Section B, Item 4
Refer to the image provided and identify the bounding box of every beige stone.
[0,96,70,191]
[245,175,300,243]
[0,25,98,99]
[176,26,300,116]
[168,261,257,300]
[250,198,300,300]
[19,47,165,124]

------------------------------------------------------------------------

* **Goal of the exercise**
Copy every item above, word for word and line by line, without changing anything.

* **Correct output**
Section B, Item 4
Refer to the image provided and identify the bounding box of every beige stone.
[0,96,70,191]
[245,175,300,243]
[0,25,98,99]
[176,26,300,116]
[168,261,257,300]
[250,198,300,300]
[19,47,165,124]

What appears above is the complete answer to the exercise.